▸ **WORK TO DO**:
A – In the article on whether FSM stock is a buy, turn the paragraph starting "The Seguela mine in Cote d'Ivoire is Fortuna's cornerstone asset" into a short bulleted list that keeps its main facts.
B – Pick up the article on whether FSM stock is a buy after its final sentence and keep writing it.

▸ **SELECTED EXCERPT**:
· · · · · · ·

Is FSM a Buy? What to Consider in 2026
Last updated July 2026
Short answer
The bull case for FSM (FSM) rests on Gold price leverage and record cash flow: With gold prices elevated through 2026, FSM posted record quarterly revenue of about ~$342 million and record adjusted EBITDA of roughly ~$219 million in Q1 2026. Revenue (TTM) is ~$1.09 billion. If you believe that thesis holds, the real questions become position sizing and overlap, not timing. The main risk to that view: FSM's mines sit in jurisdictions with meaningful political, tax and regulatory risk, including Argentina, Peru, Cote d'Ivoire and Senegal, where currency controls, permitting delays or fiscal changes can hit economics. Whether FSM is a buy comes down to whether you believe the thesis. This is informational, not a recommendation, and Walnut is not an investment adviser.
Fortuna Mining Corp. (formerly Fortuna Silver Mines) is a Canada-based, mid-tier precious and base metals producer that trades on the NYSE and TSX. Its ongoing operations are the Seguela gold mine in Cote d'Ivoire (its flagship, lowest-cost asset), the Lindero gold heap-leach mine in Argentina, and the Caylloma silver, zinc and lead mine in Peru. Over 2025 the company reshaped its portfolio, selling the San Jose silver mine in Mexico and the Yaramoko gold mine in Burkina Faso to shed higher-cost, shorter-life assets and concentrate on lower-cost gold ounces. It is also advancing the Diamba Sud gold project in Senegal as its next growth engine. The investment picture is dominated by gold price leverage. With most revenue now tied to gold, FSM's earnings and cash flow expand sharply when gold prices are high, which is exactly what drove record results in early 2026. Management has laid out a multi-year plan to grow gold output by roughly 60% toward about 0.5 million ounces a year within 24 months, funded largely from internal assets. The trade-off is concentration and geography: a handful of mines in Argentina, Peru, Cote d'Ivoire and Senegal carry political, tax, currency and permitting risk, and the stock swings hard with the gold price in both directions.
What's the case for buying FSM?
1. Gold price leverage and record cash flow
With gold prices elevated through 2026, FSM posted record quarterly revenue of about ~$342 million and record adjusted EBITDA of roughly ~$219 million in Q1 2026. Because the cost base is relatively fixed, higher gold prices flow disproportionately to free cash flow, which reached a record ~$174 million from ongoing operations in the quarter. That same leverage cuts the other way if gold weakens.
2. Seguela as the low-cost flagship
The Seguela mine in Cote d'Ivoire is Fortuna's cornerstone asset, producing roughly ~42,000 ounces of gold in Q1 2026 at industry-competitive costs. Its strong margins anchor the portfolio and fund exploration and growth elsewhere. Continued near-mine discovery at Seguela is a key lever for extending mine life and lifting output.

· · · · · · ·

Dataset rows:
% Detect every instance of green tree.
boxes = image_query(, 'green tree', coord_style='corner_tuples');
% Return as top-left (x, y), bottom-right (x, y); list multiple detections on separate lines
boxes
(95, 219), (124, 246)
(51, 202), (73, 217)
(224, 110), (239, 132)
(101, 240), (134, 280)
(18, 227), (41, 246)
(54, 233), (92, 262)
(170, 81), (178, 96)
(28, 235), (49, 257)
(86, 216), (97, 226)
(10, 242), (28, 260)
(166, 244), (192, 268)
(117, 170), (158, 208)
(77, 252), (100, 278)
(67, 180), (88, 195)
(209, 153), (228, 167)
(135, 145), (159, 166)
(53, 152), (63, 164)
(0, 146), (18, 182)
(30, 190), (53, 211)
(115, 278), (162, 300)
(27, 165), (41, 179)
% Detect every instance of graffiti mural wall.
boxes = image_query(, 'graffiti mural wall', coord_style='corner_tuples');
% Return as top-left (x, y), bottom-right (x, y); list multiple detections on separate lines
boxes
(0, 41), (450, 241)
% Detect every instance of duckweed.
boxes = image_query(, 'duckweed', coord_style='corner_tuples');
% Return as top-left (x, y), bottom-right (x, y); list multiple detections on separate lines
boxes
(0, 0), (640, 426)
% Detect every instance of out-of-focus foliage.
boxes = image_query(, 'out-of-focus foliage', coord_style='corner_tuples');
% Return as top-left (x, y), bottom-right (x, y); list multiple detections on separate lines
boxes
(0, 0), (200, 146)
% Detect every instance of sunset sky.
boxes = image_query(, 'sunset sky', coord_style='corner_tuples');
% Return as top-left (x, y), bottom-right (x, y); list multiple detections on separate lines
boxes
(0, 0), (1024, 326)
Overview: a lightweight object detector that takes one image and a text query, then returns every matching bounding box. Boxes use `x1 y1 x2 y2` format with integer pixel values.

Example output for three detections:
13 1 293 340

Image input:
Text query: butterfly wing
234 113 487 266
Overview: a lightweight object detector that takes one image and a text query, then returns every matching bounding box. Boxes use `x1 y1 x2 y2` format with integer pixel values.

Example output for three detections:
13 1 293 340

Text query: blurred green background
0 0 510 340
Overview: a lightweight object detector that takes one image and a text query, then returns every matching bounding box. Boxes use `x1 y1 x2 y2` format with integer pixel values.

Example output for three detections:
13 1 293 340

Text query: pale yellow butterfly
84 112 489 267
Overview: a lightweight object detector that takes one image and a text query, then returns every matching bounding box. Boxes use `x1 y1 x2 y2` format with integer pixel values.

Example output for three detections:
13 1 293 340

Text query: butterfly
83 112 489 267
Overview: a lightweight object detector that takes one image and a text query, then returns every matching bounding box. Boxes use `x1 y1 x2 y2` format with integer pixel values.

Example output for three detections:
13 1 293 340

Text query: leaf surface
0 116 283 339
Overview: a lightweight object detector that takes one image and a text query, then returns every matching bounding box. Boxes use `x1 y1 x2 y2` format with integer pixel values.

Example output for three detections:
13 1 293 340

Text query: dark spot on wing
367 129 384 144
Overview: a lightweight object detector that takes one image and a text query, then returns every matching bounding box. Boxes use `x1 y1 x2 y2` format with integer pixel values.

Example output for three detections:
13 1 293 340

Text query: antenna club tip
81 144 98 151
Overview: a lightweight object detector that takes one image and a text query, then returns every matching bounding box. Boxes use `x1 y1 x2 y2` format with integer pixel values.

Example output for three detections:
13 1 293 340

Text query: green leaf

· · · · · · ·

▸ **RESPONSES IN ORDER**:
A –
- Seguela, in Cote d'Ivoire, is Fortuna's cornerstone asset.
- It produced about 42,000 ounces of gold in Q1 2026 at industry-competitive costs.
- Its strong margins anchor the portfolio and pay for exploration and growth elsewhere.
- Continued near-mine discovery there is a key lever for extending mine life and lifting output.

B –
3. Portfolio simplification and a growth pipeline
By divesting the San Jose (Mexico) and Yaramoko (Burkina Faso) mines in 2025, Fortuna concentrated on lower-cost gold and strengthened its balance sheet to a net cash position of roughly ~$493 million. Management is targeting about a 60% increase in gold output toward ~0.5 million ounces per year within 24 months, with the Diamba Sud project in Senegal as the next development step.
4. Strong balance sheet and reinvestment capacity
Fortuna ended Q1 2026 with roughly ~$666 million in cash and about ~$816 million of total liquidity, giving it flexibility to fund growth projects and exploration without heavy dilution. The company does not pay a dividend, instead directing cash toward debt reduction, buybacks and internal growth. That reinvestment model favors capital appreciation over income.
What are the risks to FSM?
FSM's mines sit in jurisdictions with meaningful political, tax and regulatory risk, including Argentina, Peru, Cote d'Ivoire and Senegal, where currency controls, permitting delays or fiscal changes can hit economics. The stock is highly sensitive to the gold price, so a sustained pullback in gold would compress margins and cash flow quickly. Mine depletion is an ongoing concern; each asset has a finite reserve life, and the growth plan depends on successful exploration and project execution. Concentration in a small number of mines means a single operational disruption, strike or grade shortfall can move consolidated results materially. As a metals producer, it also faces rising labor, energy and input costs that can erode the benefit of high gold prices.
How is FSM valued? (as of JULY 2026)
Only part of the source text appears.